[[ Task inputs, beginning ]]

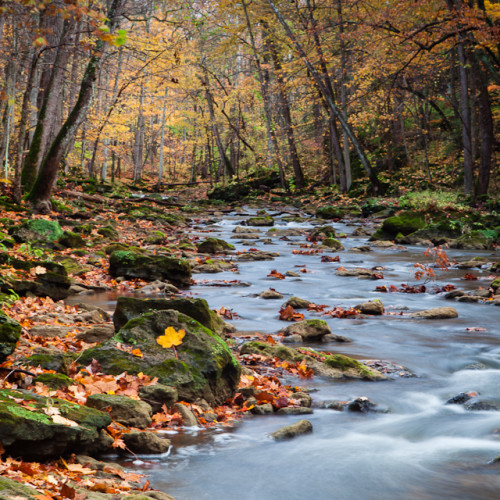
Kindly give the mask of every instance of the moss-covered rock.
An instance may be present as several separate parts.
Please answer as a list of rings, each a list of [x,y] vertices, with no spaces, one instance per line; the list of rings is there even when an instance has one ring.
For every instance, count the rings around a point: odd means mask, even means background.
[[[16,320],[0,311],[0,363],[14,352],[21,330],[21,325]]]
[[[325,238],[321,244],[327,248],[332,248],[333,250],[344,250],[344,245],[342,245],[342,243],[335,238]]]
[[[250,217],[247,220],[249,226],[257,227],[269,227],[274,226],[274,219],[270,215],[265,215],[262,217]]]
[[[309,233],[309,239],[311,241],[321,241],[325,238],[336,238],[337,233],[333,226],[319,226],[314,228]]]
[[[494,237],[488,237],[484,231],[470,231],[460,236],[450,246],[466,250],[488,250],[492,248],[495,239]]]
[[[63,389],[75,383],[73,379],[62,373],[42,373],[34,378],[33,382],[41,382],[51,389]]]
[[[302,349],[303,351],[303,349]],[[356,359],[342,354],[322,355],[324,361],[318,361],[313,356],[299,352],[284,345],[271,345],[265,342],[247,342],[240,349],[241,354],[263,354],[284,361],[304,361],[315,375],[333,379],[353,378],[363,380],[385,380],[382,373],[369,368]]]
[[[59,351],[40,352],[29,356],[23,360],[23,365],[40,366],[45,370],[67,374],[71,363],[76,358],[75,354]]]
[[[175,352],[157,343],[169,326],[186,332]],[[143,358],[117,349],[117,342],[139,348]],[[84,351],[79,362],[87,365],[92,359],[99,361],[105,373],[143,372],[175,387],[180,399],[203,398],[218,404],[234,395],[241,370],[220,337],[193,318],[173,310],[154,311],[130,320],[113,339]]]
[[[396,236],[398,243],[409,245],[418,244],[422,240],[431,241],[434,245],[443,245],[449,240],[459,238],[462,234],[462,225],[459,221],[445,220],[435,224],[428,224],[408,235]]]
[[[316,210],[316,217],[322,219],[341,219],[344,215],[345,211],[343,208],[334,207],[332,205],[326,205]]]
[[[403,212],[399,215],[389,217],[382,223],[382,227],[375,231],[370,240],[391,240],[398,233],[407,235],[423,229],[425,219],[421,214],[415,212]]]
[[[120,241],[115,241],[104,247],[104,253],[106,255],[111,255],[113,252],[117,252],[118,250],[145,253],[145,250],[142,248],[127,245],[126,243],[122,243]]]
[[[66,248],[83,248],[86,245],[82,236],[73,231],[64,231],[59,238],[59,243]]]
[[[111,418],[119,424],[128,427],[145,429],[152,420],[153,413],[150,405],[144,401],[137,401],[118,394],[92,394],[87,398],[86,405],[101,411],[108,411]]]
[[[167,237],[165,233],[161,231],[151,231],[149,236],[144,240],[144,243],[148,245],[163,245],[165,243]]]
[[[152,311],[173,309],[189,316],[217,335],[223,335],[228,324],[208,307],[205,299],[138,299],[136,297],[118,297],[113,314],[115,331],[120,330],[131,319]]]
[[[0,231],[0,245],[6,248],[12,248],[16,244],[14,238],[11,238],[7,233]]]
[[[104,236],[104,238],[118,238],[118,231],[113,226],[100,227],[97,234]]]
[[[1,500],[37,500],[40,498],[40,492],[31,486],[9,479],[0,477],[0,499]]]
[[[72,423],[59,423],[59,416]],[[47,460],[96,449],[110,423],[107,413],[66,400],[0,390],[0,442],[15,457]]]
[[[71,274],[73,276],[85,274],[86,272],[89,271],[87,267],[82,266],[76,259],[73,259],[66,255],[57,255],[54,258],[54,261],[57,264],[63,266],[67,274]]]
[[[117,250],[110,255],[111,276],[168,280],[176,286],[191,284],[191,266],[186,260],[166,255],[140,254],[131,250]]]
[[[73,231],[78,234],[84,234],[85,236],[89,236],[92,234],[92,230],[94,226],[92,224],[81,224],[80,226],[75,226]]]
[[[223,253],[227,250],[234,250],[234,245],[219,238],[207,238],[198,245],[200,253]]]
[[[55,242],[61,238],[63,230],[56,221],[29,219],[11,227],[9,233],[18,243]]]
[[[328,323],[323,319],[306,319],[297,321],[281,330],[285,335],[300,335],[302,340],[321,340],[332,333]]]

[[ Task inputs, end ]]

What you will do
Determine which lines above include the word "even", and report those lines in full.

Response
Please answer as a list of rings, each a list of [x,y] vertices, with no spaces, one instance per line; the list of rings is there even when an instance has one ring.
For every instance, count the rings around a point: odd means mask, even means background.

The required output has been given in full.